文档片段:
────
算法修炼Day18|● 513.找树左下角的值 ● 112. 路径总和 113.路径总和ii ● 106.从中序与后序遍历序列构造二叉树 105.从前序与中序

LeetCode:513. 找树左下角的值 - 力扣（LeetCode）

1.思路

定义两个变量，一个标记最大深度，一个记录对应深度的值。采用前序遍历即可。

2.代码实现

/**
 * Definition for a binary tree node.
 * public class TreeNode {
 *     int val;
 *     TreeNode left;
 *     TreeNode right;
 *     TreeNode() {}
 *     TreeNode(int val) { this.val = val; }
 *     TreeNode(int val, TreeNode left, TreeNode right) {
 *         this.val = val;
 *         this.left = left;
 *         this.right = right;
 *     }
 * }
 */
class Solution {
    int Deep = -1;
    int value = 0;
    public int findBottomLeftValue(TreeNode root) {
        value = root.val;
        findLeftValue(root, 0);
        return value;
    }

    private void findLeftValue (TreeNode root, int deep) {
        if (root == null) return;
        if (root.left == null && root.right == null) {
            if (deep > Deep) {
                value = root.val;
                Deep = deep;
            }
        }
        if (root.left != null) findLeftValue(root.left, deep + 1);
        if (root.right != null) findLeftValue(root.right, deep + 1);
    }
}

3.复杂度分析

时间复杂度：O(n).

空间复杂度：O(n).
────
提取信息:
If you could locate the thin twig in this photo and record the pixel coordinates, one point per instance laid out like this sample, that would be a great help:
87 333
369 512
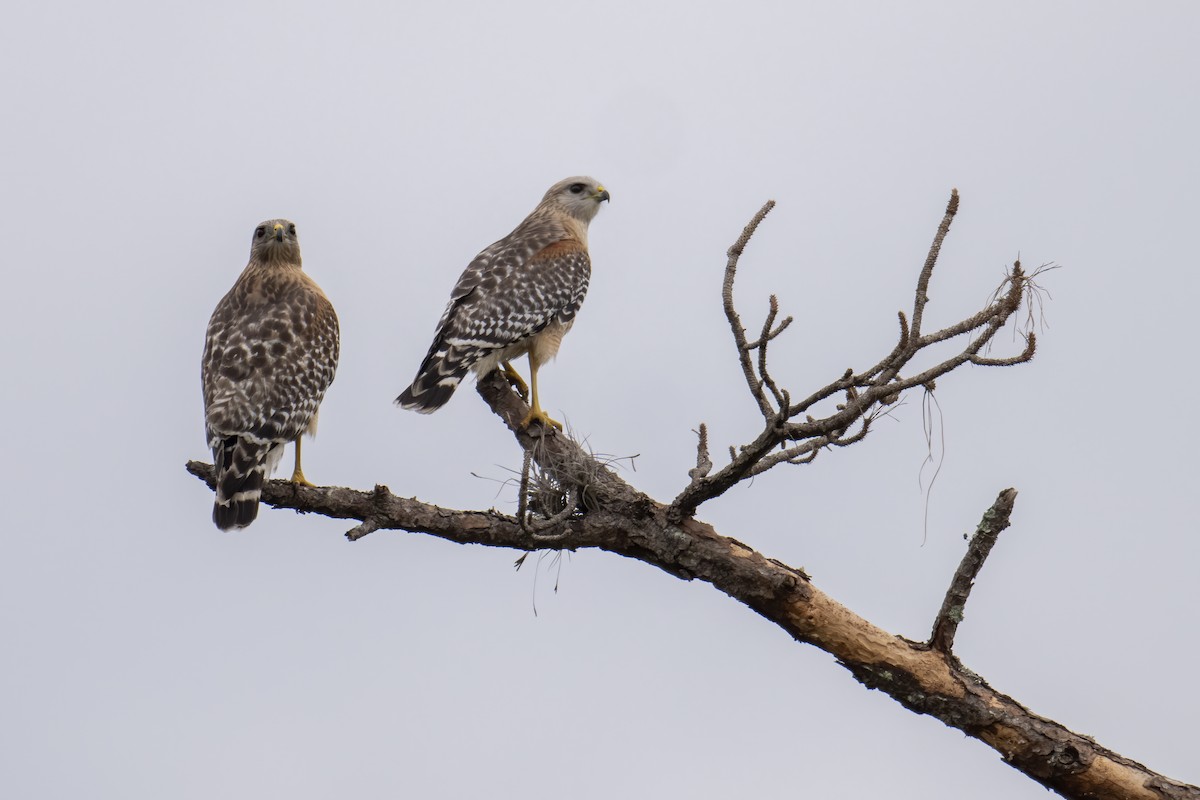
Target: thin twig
703 463
994 521
918 308
731 314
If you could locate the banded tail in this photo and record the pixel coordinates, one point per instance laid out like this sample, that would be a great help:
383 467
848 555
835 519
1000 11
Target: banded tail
241 467
437 379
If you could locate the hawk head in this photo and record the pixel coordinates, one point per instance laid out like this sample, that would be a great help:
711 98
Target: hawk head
275 240
580 197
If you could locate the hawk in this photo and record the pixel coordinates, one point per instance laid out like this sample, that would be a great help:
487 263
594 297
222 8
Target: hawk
516 298
269 355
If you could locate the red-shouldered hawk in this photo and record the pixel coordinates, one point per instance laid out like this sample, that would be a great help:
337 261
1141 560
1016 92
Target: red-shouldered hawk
516 298
269 356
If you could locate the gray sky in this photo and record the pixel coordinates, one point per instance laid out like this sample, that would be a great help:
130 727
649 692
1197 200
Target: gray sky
148 655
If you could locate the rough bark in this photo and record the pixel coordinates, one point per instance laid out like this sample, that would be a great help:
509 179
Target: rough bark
627 522
569 500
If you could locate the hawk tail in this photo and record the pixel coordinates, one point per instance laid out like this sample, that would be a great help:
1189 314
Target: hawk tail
241 468
436 382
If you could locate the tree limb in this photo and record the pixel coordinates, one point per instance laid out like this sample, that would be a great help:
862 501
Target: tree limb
994 521
600 510
628 523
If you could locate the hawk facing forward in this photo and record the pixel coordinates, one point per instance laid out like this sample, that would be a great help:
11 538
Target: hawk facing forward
516 298
269 356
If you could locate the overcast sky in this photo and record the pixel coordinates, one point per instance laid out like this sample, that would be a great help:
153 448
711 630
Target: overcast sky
148 655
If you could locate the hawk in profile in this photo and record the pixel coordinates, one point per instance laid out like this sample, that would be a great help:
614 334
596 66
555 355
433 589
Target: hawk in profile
269 355
516 298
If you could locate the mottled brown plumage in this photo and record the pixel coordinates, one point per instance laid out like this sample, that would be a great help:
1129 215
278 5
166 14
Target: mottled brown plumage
516 298
270 354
────
待解问题:
**A.** 这篇笔记在第513题的思路中定义了两个变量，它们各自用来做什么？
**B.** 把这篇笔记中开头含有“算法修炼Day18|● 513.找树左下角的值 ●”、结尾为“定义两个变量，一个标记最大深度，一个记录对应深度的值。采用前序遍历即可。”的部分原样抄下来。
这些记录是另行提供的材料，与这篇笔记彼此独立。

答案汇总:
**A.** 一个标记最大深度，一个记录对应深度的值。

**B.**
算法修炼Day18|● 513.找树左下角的值 ● 112. 路径总和 113.路径总和ii ● 106.从中序与后序遍历序列构造二叉树 105.从前序与中序

LeetCode:513. 找树左下角的值 - 力扣（LeetCode）

1.思路

定义两个变量，一个标记最大深度，一个记录对应深度的值。采用前序遍历即可。